Extracted records

━━━━━━━━━━━━━━━━━━━━━━━━━━━━━━

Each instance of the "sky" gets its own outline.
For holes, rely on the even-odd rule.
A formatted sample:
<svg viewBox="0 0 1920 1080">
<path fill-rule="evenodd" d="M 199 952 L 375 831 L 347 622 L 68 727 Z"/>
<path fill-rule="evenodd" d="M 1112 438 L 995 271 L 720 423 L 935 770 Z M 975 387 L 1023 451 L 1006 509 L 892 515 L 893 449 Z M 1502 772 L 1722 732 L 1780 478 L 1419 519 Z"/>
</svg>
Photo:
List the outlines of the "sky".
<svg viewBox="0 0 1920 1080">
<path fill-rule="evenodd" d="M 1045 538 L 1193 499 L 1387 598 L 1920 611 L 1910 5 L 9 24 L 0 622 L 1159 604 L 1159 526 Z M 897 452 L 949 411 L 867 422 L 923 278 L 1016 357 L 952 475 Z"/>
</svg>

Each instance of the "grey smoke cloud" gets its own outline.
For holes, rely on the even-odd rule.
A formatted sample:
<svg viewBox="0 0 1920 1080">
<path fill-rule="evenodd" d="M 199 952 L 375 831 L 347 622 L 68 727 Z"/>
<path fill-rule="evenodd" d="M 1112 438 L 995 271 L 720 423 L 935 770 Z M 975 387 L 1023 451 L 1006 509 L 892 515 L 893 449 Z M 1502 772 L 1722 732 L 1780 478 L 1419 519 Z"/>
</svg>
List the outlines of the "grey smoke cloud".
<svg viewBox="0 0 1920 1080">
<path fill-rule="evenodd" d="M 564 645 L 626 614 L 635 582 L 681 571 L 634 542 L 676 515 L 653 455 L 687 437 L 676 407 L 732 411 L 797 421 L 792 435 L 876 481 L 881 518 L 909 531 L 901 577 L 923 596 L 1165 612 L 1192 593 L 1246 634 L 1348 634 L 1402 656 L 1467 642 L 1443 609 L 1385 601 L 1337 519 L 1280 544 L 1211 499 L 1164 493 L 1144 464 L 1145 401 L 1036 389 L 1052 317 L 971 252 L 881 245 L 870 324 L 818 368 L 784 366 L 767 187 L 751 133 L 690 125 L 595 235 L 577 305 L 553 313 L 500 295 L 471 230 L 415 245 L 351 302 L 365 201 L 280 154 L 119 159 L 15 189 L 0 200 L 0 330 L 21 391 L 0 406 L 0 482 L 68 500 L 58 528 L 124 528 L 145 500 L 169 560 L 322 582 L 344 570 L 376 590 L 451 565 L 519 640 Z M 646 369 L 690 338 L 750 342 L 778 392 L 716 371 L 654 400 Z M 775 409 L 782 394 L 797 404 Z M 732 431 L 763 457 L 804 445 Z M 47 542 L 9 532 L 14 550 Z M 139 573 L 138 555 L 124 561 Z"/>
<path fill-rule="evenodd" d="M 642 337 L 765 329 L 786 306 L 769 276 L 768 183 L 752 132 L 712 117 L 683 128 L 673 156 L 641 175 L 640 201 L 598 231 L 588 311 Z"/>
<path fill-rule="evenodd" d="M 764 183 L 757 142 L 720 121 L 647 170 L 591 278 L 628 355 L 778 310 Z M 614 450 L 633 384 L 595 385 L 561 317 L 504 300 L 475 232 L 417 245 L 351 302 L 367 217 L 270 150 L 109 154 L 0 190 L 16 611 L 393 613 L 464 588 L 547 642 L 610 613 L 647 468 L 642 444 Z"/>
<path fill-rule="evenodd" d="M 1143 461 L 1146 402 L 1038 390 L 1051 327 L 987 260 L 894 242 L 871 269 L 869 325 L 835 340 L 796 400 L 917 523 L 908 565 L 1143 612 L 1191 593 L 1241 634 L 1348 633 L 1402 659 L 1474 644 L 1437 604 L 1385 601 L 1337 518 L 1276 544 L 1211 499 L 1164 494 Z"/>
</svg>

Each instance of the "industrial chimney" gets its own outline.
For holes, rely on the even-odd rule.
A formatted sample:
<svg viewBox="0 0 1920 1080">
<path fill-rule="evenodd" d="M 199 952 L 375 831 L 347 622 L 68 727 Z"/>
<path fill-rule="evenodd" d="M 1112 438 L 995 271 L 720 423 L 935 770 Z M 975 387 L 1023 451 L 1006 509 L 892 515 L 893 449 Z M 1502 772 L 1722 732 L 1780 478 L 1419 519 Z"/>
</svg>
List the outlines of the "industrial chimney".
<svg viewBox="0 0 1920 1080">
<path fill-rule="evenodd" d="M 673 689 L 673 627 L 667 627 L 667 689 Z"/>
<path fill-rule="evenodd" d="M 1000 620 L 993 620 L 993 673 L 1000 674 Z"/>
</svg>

━━━━━━━━━━━━━━━━━━━━━━━━━━━━━━

**DIRECTIONS FOR THIS TASK:** For every line of the records that has the word "Each" in it, make a copy.

**YOUR RESPONSE:**
Each instance of the "sky" gets its own outline.
Each instance of the "grey smoke cloud" gets its own outline.
Each instance of the "industrial chimney" gets its own outline.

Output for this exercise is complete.